*PROVIDED PASSAGE*.
+ + + + +

ATF3 does not interfere with either the binding of MDM2 to p53 or the ubiquitinating activity of MDM2. (A) p53 protein prepared from rabbit reticulocyte lysates (2 μl) was incubated with (1 and 1.6 μg) purified ATF3 protein at 37°C and then incubated with immobilized GST-MDM2. After extensive washes, the bound p53 was eluted and subjected to Western blotting for p53 and then reprobed with an anti-ATF3 antibody. (B) Purified ATF3 protein (250 ng) was mixed with 250 ng MDM2, URCs and BSA (250 ng) for ubiquitination reactions as indicated. The reaction mixtures were subjected to Western blotting for ubiquitinated MDM2 using anti-polyubiquitin antibody (FK-1). (C) p53 protein was preincubated with 250 ng of the full-length or the mutant ATF3 protein and then subjected to ubiquitination reactions as in Figure 4C. (D) Transfections of H1299 cells were as in Figure 4E with the exception that a plasmid encoding ATF3 deleted of the p53-binding domain (Δ102–139) and pEGFP-N1 were included. (E) H1299 cells were transfected with the following expression vectors: 0.1 μg p53, 0.1 μg RSV-luc and 0.05 μg pEGFP-N1 and, where indicated, 2 μg p300, 1.75 μg pCG, the mutant or full-length ATF3. The cells were lysed in a buffer containing 5 μM TSA and subjected to Western blotting with antibodies against Lys382 acetylated p53, total p53 (DO-1) or GFP.

Figure 6

ATF3 prevents MDM2-mediated p53 nuclear export. H1299 cells were cotransfected, where indicated, with 0.1 μg p53, 0.2 μg MDM2 and 0.7 μg ATF3 expression vectors, fixed and stained using anti-p53 and anti-ATF3 antibodies for visualization (A) and counting (B). At least 300 transfected cells were scored for p53 subcellular distribution.

Figure 7

ATF3 augments trans-activation of p53 responsive promoters. H1299 cells were transfected, where indicated, with vectors bearing p53 (0.02 μg), ATF3 (0.4 μg) or Δ102–139 (0.4 μg), pRL-TK (0.001 μg), and a reporter regulated by tandem repeated p53 response elements (0.01 μg) (A) or 0.1 μg of the following promoters: MDM2 (B), p21, PIG3 or PUMA (C). Cells were lysed 30 h later and subjected to luciferase assays using the Dual-luciferase Assay System. p53 protein level was determined by Western blotting and shown for (A).

+ + + + +

*DATA SUPPLIED*.

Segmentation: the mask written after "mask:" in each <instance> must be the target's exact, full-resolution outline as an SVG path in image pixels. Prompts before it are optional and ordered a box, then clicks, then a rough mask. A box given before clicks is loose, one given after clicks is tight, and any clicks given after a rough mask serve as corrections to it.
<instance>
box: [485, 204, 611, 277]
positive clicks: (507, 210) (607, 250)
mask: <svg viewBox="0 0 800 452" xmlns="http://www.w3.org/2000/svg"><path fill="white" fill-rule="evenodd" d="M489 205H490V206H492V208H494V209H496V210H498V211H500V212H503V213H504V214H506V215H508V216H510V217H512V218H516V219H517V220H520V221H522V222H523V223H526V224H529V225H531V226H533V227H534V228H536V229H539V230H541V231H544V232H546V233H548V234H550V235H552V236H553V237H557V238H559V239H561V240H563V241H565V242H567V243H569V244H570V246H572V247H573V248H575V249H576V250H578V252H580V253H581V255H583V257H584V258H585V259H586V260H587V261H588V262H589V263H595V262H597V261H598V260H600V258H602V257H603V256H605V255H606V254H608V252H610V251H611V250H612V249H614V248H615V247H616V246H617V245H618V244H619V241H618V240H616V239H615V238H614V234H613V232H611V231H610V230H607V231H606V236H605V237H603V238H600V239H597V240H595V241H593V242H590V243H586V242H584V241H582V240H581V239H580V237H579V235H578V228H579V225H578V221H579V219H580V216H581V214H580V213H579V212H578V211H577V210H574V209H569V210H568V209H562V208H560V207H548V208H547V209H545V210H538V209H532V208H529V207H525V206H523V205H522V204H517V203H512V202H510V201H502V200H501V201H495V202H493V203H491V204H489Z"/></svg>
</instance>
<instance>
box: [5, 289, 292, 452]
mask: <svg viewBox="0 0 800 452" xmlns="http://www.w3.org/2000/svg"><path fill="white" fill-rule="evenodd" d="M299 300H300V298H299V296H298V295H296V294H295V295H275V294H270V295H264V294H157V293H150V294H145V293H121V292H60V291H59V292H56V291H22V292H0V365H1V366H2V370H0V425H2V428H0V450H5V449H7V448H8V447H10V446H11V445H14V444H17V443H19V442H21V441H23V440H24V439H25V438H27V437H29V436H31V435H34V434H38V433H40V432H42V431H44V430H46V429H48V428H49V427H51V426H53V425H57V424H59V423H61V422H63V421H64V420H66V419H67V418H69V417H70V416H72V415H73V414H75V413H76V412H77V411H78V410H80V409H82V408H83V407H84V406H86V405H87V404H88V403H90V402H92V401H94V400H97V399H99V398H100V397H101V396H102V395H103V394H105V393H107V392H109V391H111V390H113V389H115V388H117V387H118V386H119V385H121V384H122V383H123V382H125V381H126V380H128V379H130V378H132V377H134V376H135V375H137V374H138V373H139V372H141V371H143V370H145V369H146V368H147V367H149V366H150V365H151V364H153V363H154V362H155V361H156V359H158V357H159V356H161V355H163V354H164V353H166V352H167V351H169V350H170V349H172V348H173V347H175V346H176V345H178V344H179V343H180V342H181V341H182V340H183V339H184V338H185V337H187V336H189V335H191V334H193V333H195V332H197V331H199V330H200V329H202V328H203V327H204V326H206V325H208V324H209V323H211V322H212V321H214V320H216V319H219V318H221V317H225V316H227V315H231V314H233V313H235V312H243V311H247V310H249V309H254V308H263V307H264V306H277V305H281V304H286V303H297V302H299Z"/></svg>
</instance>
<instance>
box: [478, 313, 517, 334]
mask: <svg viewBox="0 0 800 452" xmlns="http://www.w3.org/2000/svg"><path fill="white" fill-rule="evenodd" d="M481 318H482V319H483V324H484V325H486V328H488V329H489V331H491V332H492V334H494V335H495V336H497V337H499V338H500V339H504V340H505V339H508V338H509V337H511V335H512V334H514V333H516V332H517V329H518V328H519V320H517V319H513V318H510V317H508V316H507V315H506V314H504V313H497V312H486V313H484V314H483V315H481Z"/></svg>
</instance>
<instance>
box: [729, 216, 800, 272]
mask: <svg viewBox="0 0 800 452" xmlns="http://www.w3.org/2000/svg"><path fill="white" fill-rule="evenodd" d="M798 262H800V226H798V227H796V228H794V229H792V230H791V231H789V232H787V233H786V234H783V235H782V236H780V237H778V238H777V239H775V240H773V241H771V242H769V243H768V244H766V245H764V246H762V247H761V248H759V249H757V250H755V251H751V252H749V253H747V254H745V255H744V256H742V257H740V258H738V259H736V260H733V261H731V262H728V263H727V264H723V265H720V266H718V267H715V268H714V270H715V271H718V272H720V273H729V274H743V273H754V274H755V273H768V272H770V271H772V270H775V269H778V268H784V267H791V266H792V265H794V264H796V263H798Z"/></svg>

+ + + + +

*COMPLETE THE FOLLOWING*.
**a.** According to the ATF3 and p53 figure legends, how many transfected cells were scored for p53 subcellular distribution?
**b.** For each statement, say whether it agrees with the ATF3 and p53 figure legends. Answer yes or no, and quote the deciding words from the legends.
(i) Ubiquitinated MDM2 was detected with the anti-polyubiquitin antibody FK-1.
(ii) For the promoter trans-activation assays, cells were lysed 24 hours after transfection.
(iii) The mutant ATF3 used in these experiments lacks the p53-binding domain.
**c.** Continue the ATF3 and p53 figure legends from the point where they end.

*RESULTS FOR THE EXERCISE*.
**a.** At least 300 transfected cells were scored.

**b.**
(i) Yes: "Western blotting for ubiquitinated MDM2 using anti-polyubiquitin antibody (FK-1)."
(ii) No: "Cells were lysed 30 h later."
(iii) Yes: "ATF3 deleted of the p53-binding domain (Δ102–139)."

**c.**
Figure 8

Loss of ATF3 impairs the p53-dependent cellular response to DNA damage and allows cellular transformation by an oncogenic Ras. (A) ATF3-null (−/−) or wild-type (WT) MEFs were treated with 2 μM CPT. Cells were lysed and subjected to Western blotting for ATF3, p53 or p21. (B) MEFs were infected with a retrovirus bearing E1A 12S, treated with 2 μM CPT and harvested and fixed at the indicated times. Apoptotic cells were defined as sub-G0/G1 cell as determined by FACS analysis. (C) MEFs were infected with a retrovirus bearing H-rasV12 or empty vector (pBabe). After selecting in puromycin for 4 days, the cells were plated in triplicate for colony formation assays. (D) Colony morphology of Ras-transformed ATF3^−/− cells in monolayer and in soft agar. (E) Infected MEFs were plated in 12-well plates, harvested at the indicated times and cell numbers determined by crystal violet staining. Open circle indicates Ras and closed circle pBabe. (F, G) Ras-infected MEFs were stained with X-gal (pH 6.0) overnight. X-gal staining-positive cells were counted (F) under a microscope.